[DOCUMENT EXTRACT]
I will like to see what your grandfather is reading.


----------



## Ferguson K (Mar 27, 2017)

We feed alfalfa year round to everyone


----------



## Hens and Roos (Mar 27, 2017)

we use alfalfa hay


----------



## newton the goat (Mar 27, 2017)

I'll try and locate a few of the "expert websites" he claimed he found


----------



## Alibo (Mar 28, 2017)

Alfalfa here too for all my pregnant and milking girls!


----------



## newton the goat (Mar 28, 2017)

I'm glad.... my grandfather tends to find random websites and then makes us all go into a panic because he will start loosing his mind everytime he finds a website that contradicts stuff we do..... I may need to restrict his Internet searching....  jk (maybe, maybe not)


----------



## Goat Whisperer (Mar 28, 2017)

Like the others said- it's fine to feed.

We had a doe that had issues after eating some very rich alfalfa.

[STATED PROBLEM 1]
Answer these questions about the thread:
(a) What does Ferguson K say is fed year round to everyone?
(b) What does newton the goat say may need to be restricted?
(c) After eating what did Goat Whisperer's doe have issues?

[SOURCE RECORDS]

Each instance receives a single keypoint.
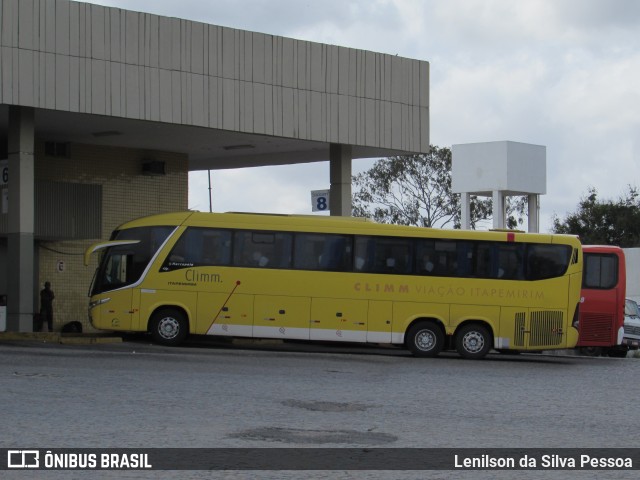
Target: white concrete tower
(498, 170)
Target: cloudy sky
(560, 73)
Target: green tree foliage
(416, 190)
(604, 222)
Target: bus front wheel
(473, 341)
(169, 327)
(425, 339)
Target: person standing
(46, 305)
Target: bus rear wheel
(425, 339)
(169, 327)
(473, 341)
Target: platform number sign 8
(320, 201)
(4, 165)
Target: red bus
(602, 302)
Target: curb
(62, 338)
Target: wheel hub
(473, 342)
(425, 340)
(168, 328)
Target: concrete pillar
(498, 210)
(340, 178)
(534, 208)
(465, 211)
(20, 233)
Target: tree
(604, 222)
(416, 190)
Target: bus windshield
(123, 265)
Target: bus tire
(425, 339)
(473, 341)
(168, 327)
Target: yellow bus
(337, 279)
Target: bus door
(114, 309)
(281, 317)
(338, 319)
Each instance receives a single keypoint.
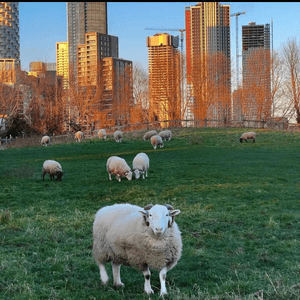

[STATED PROBLEM 2] Lay out the labeling rows that follow the thread as a Markdown table with the columns Row and Entry. Number the lines in order from 1, skip any blank lines, and leave the pictures out.

[EXERCISE RESPONSE 1]
(a) Alfalfa.
(b) The grandfather's Internet searching.
(c) Some very rich alfalfa.

[EXERCISE RESPONSE 2]
| Row | Entry |
|---|---|
| 1 | Each instance receives a single keypoint. |
| 2 | Target: white concrete tower |
| 3 | (498, 170) |
| 4 | Target: cloudy sky |
| 5 | (560, 73) |
| 6 | Target: green tree foliage |
| 7 | (416, 190) |
| 8 | (604, 222) |
| 9 | Target: bus front wheel |
| 10 | (473, 341) |
| 11 | (169, 327) |
| 12 | (425, 339) |
| 13 | Target: person standing |
| 14 | (46, 305) |
| 15 | Target: bus rear wheel |
| 16 | (425, 339) |
| 17 | (169, 327) |
| 18 | (473, 341) |
| 19 | Target: platform number sign 8 |
| 20 | (320, 201) |
| 21 | (4, 165) |
| 22 | Target: red bus |
| 23 | (602, 302) |
| 24 | Target: curb |
| 25 | (62, 338) |
| 26 | Target: wheel hub |
| 27 | (473, 342) |
| 28 | (425, 340) |
| 29 | (168, 328) |
| 30 | Target: concrete pillar |
| 31 | (498, 210) |
| 32 | (340, 178) |
| 33 | (534, 208) |
| 34 | (465, 211) |
| 35 | (20, 233) |
| 36 | Target: tree |
| 37 | (604, 222) |
| 38 | (416, 190) |
| 39 | Target: bus windshield |
| 40 | (123, 265) |
| 41 | Target: bus tire |
| 42 | (425, 339) |
| 43 | (473, 341) |
| 44 | (168, 327) |
| 45 | Target: yellow bus |
| 46 | (337, 279) |
| 47 | Target: bus door |
| 48 | (114, 309) |
| 49 | (281, 317) |
| 50 | (338, 319) |
| 51 | Each instance receives a single keypoint. |